─── DOCUMENT TEXT
When did workout clothes get so damn expensive? I went to Target last weekend to buy workout pants. I blindly put some items in my basket (checking prices is for losers) and made my way to the checkout counter (oh, but not before perusing the razor blade refills and having a slight heart attack. $23 for razor refills? Apparently, I’m too poor to shave my legs. Sorry for you, XFE).

But back to workout clothes. As I was heading to the exit, I thought to myself, “Hmmm, that tally seemed a bit high, even for tempt-you-with-other-stuff-Target. Lemme see here…. 40 US DOLLARS for a pair of running tights??”

How you like my sweat-xedo?

I’m sorry, but we’re talking Target here. Champion brand. Not the evil, Michael-Vick-supporting Nike. At least I know that with Nike, there’s a huge premium for all those flashy commercials and endorsements, so I don’t even bother looking at their stuff. When’s the last time anyone saw a Champion commercial? I think not, Target. I went directly to the customer service desk and returned those bad boys. Now I have hairy legs and old workout shorts. You are all welcome.

ALSO: because I’m a wimp and refuse to run outside in (a) anything under 50 degrees and (b) in the dark, which now descends at the ripe old hour of 4:30 pm, I have caved and joined a gym. This was an easy decision. The gym I chose wasn’t picked for its variety of classes (there are none); the delightful spa-like locker room (doesn’t exist. But there is a bathroom. Very basic though. I think you have to bring your own toilet paper), or the vast variety of the latest and newest equipment (there are like, 5 treadmills, a bunch of elliptical, a couple of bikes and weight machines, and some free weights.)

No, Crap Fitness was chosen amongst all the more glamorous selections because it is literally two blocks from my house and I walk past it every night on my way home. You’re right, that is convenient. And unlike many in my running brethren, I’m actually ok with running mindlessly on a treadmill. Yes, it’s boring, but nobody gets hurt. No issue there.
──────
PROBLEM DESCRIPTION:
Name every kind of equipment that the post about workout clothes and the gym says the gym has. You can skip the listing that comes after this post, since it isn't needed for the work here.
─── DATASET ROWS
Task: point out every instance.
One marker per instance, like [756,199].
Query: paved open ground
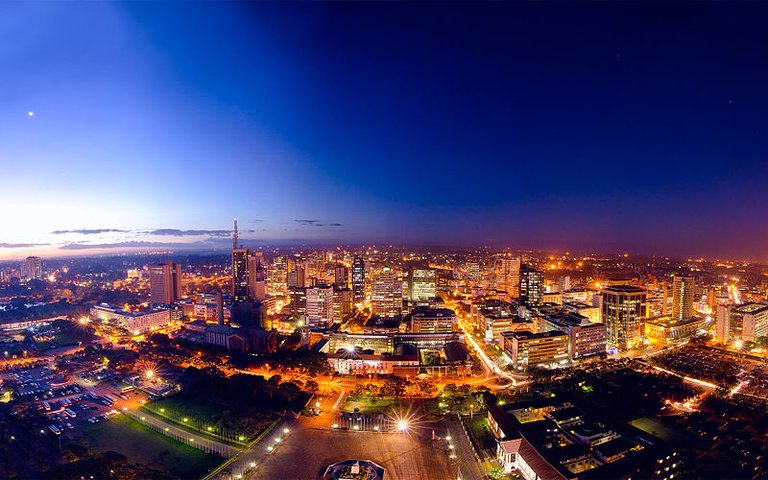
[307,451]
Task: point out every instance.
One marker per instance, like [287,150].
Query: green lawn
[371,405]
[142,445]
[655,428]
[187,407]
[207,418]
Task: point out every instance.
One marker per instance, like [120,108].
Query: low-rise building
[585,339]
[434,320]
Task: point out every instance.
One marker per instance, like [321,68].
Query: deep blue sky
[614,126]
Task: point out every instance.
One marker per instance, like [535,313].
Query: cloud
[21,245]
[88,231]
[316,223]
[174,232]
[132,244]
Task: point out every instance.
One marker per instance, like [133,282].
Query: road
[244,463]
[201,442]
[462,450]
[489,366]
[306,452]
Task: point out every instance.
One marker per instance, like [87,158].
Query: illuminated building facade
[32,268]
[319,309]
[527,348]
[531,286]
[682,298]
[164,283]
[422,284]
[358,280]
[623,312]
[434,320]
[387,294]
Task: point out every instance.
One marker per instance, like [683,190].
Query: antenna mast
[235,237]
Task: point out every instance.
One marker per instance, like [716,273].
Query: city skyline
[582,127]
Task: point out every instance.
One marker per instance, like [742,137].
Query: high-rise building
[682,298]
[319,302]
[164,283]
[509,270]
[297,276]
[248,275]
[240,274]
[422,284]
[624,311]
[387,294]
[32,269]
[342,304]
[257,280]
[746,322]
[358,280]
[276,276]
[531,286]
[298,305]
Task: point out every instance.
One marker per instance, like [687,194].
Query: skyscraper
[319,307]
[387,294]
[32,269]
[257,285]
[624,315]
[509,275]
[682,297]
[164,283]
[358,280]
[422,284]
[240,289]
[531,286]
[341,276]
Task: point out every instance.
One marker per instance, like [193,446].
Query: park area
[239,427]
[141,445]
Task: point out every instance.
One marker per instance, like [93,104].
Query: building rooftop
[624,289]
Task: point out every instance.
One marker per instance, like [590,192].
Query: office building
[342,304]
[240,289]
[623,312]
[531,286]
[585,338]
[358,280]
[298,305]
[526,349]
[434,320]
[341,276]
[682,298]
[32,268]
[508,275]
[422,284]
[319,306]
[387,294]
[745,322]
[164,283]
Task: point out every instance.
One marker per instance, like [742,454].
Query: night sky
──────
FULL OUTPUT:
Treadmills, elliptical, bikes, weight machines, and free weights.